Directions – Could you count the lines in the entries beneath that hold the word "tree"? Respond with the number alone.

- - - -

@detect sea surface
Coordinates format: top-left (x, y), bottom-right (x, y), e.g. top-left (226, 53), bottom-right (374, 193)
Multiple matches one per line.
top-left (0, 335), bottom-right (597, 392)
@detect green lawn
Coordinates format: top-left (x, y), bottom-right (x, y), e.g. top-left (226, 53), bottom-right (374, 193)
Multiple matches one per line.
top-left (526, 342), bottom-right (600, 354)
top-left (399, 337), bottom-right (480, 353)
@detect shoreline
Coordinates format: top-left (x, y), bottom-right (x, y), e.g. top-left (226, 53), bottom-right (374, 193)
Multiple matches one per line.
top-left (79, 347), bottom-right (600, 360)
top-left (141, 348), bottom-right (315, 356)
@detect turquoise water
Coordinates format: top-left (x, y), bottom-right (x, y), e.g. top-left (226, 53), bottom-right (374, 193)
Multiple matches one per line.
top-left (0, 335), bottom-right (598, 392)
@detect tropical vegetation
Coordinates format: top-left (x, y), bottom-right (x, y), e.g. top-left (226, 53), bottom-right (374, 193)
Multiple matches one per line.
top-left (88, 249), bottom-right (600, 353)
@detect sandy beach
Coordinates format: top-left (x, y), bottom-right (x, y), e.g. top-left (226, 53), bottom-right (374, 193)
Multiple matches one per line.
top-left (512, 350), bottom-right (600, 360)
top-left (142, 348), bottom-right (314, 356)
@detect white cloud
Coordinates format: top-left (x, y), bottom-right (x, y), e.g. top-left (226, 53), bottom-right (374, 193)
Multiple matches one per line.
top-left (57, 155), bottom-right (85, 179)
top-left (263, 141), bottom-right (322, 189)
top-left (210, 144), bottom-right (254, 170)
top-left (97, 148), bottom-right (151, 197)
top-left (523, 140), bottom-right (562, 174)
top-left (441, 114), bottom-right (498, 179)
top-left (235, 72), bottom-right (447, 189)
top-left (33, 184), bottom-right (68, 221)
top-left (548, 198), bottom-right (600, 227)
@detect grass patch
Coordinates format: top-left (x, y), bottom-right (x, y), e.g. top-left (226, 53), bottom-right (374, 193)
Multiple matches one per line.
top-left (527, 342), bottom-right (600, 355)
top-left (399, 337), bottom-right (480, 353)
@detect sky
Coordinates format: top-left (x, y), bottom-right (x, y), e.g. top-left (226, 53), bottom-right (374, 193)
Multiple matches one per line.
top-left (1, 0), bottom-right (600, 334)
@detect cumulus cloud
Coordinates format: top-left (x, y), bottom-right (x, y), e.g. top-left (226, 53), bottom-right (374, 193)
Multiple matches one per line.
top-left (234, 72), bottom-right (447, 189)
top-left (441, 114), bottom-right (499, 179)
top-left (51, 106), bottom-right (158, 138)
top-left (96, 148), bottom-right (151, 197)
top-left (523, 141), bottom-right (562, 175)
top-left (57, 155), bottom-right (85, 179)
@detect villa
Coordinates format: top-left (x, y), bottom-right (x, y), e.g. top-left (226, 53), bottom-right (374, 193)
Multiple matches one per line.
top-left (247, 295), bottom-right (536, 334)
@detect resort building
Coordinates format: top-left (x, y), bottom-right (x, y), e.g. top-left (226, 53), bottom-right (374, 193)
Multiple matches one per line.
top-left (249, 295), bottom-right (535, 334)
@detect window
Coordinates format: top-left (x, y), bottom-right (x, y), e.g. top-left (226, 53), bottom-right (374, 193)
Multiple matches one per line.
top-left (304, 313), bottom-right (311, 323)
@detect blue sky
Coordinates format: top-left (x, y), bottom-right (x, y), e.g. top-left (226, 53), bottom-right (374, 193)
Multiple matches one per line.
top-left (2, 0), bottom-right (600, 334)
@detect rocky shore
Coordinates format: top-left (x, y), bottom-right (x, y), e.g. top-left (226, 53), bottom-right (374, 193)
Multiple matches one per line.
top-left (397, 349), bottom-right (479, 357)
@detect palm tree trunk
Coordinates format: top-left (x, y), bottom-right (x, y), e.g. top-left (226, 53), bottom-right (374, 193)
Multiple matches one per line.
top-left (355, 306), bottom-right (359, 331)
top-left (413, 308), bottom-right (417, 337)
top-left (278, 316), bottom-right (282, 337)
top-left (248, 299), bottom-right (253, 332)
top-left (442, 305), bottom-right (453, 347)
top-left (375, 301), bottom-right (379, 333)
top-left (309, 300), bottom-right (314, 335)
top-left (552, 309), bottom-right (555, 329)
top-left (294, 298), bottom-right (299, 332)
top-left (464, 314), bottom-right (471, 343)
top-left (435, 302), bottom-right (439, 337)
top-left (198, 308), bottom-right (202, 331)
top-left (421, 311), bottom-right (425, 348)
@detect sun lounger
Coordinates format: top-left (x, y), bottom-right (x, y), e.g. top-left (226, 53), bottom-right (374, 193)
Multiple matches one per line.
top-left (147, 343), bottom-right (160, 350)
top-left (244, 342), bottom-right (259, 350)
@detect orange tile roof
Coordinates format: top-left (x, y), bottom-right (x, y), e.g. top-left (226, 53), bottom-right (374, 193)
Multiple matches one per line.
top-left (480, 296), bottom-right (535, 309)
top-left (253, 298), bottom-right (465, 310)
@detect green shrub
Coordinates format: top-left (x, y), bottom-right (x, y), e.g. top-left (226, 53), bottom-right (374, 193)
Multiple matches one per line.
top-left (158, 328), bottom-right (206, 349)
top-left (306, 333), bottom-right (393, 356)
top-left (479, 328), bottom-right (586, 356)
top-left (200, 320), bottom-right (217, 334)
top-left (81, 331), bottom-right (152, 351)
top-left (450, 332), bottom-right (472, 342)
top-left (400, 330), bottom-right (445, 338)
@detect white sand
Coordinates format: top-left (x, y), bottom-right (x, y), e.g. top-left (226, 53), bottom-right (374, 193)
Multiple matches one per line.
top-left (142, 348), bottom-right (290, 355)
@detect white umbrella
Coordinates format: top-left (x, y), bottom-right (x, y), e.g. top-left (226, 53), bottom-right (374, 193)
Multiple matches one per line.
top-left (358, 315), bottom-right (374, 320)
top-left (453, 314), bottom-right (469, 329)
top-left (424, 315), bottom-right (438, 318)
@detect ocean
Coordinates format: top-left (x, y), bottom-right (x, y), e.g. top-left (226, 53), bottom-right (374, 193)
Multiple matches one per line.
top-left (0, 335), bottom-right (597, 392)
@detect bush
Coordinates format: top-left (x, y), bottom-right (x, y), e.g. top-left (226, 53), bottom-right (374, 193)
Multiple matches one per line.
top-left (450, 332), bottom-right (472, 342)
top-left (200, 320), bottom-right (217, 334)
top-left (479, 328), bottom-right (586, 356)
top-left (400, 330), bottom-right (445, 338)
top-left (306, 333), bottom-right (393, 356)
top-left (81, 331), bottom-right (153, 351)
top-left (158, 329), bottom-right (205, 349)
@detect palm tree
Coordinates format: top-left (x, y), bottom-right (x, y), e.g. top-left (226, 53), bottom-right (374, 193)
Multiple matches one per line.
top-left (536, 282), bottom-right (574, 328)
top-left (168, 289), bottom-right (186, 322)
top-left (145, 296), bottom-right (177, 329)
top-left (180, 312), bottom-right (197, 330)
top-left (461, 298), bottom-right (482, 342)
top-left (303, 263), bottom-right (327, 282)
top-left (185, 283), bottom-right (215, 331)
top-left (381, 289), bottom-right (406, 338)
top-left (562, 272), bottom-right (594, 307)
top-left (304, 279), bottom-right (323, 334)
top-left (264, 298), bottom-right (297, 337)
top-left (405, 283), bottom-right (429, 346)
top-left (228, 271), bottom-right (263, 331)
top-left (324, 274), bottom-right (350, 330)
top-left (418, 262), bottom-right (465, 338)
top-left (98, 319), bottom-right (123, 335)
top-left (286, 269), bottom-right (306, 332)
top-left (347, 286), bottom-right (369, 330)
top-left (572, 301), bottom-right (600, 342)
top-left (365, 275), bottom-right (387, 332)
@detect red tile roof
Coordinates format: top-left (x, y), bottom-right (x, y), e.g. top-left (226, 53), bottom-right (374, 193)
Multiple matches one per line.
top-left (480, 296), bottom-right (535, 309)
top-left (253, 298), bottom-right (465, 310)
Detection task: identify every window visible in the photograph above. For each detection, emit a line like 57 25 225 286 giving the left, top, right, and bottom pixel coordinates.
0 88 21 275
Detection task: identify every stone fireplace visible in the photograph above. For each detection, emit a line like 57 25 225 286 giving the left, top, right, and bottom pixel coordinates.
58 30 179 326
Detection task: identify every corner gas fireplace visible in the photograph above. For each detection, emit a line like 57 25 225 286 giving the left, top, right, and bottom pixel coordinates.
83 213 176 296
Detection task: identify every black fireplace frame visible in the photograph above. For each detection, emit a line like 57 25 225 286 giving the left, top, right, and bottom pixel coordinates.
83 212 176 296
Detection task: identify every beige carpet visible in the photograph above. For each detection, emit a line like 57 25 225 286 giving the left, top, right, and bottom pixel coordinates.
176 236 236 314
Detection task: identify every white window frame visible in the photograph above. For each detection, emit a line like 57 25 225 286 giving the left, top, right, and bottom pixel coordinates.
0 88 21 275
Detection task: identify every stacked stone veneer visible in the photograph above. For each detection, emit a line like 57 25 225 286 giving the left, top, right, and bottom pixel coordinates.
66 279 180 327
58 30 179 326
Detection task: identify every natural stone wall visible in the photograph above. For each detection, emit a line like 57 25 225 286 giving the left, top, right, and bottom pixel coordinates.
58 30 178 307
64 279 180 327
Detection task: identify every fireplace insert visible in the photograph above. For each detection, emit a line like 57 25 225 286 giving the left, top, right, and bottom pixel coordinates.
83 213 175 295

- - - -

Task answer – 2